◆ Data drawn from a collection ◆
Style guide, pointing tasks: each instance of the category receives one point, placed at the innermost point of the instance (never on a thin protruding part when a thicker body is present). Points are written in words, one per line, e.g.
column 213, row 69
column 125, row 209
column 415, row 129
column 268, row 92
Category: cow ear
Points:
---
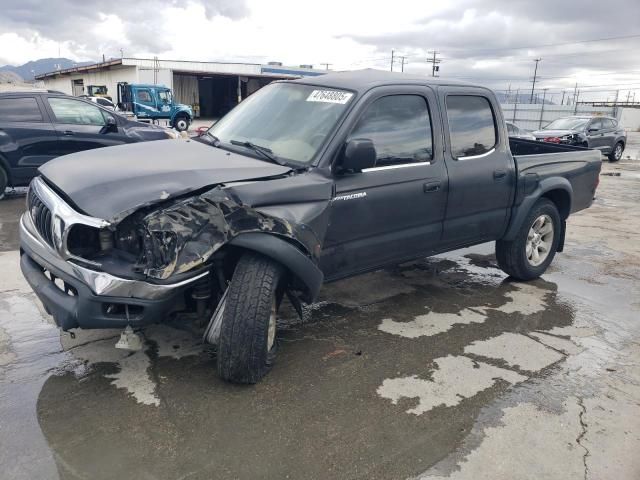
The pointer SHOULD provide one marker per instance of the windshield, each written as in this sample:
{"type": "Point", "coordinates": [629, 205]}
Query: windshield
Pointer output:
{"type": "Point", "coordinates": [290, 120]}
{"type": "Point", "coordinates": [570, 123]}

◆ STATED GOAL ◆
Pull out every line of the material that contains the word "each". Treat uppercase and lowercase as different.

◆ EXPECTED OUTPUT ◆
Style guide, pointing tasks: each instance of the category receives one point, placed at the innermost point of the instance (never on a thin protruding part when a thicker body is present). Points are written in words, one per line, e.g.
The pointer SHOULD provide one marker per instance of the windshield, each written as in this sample:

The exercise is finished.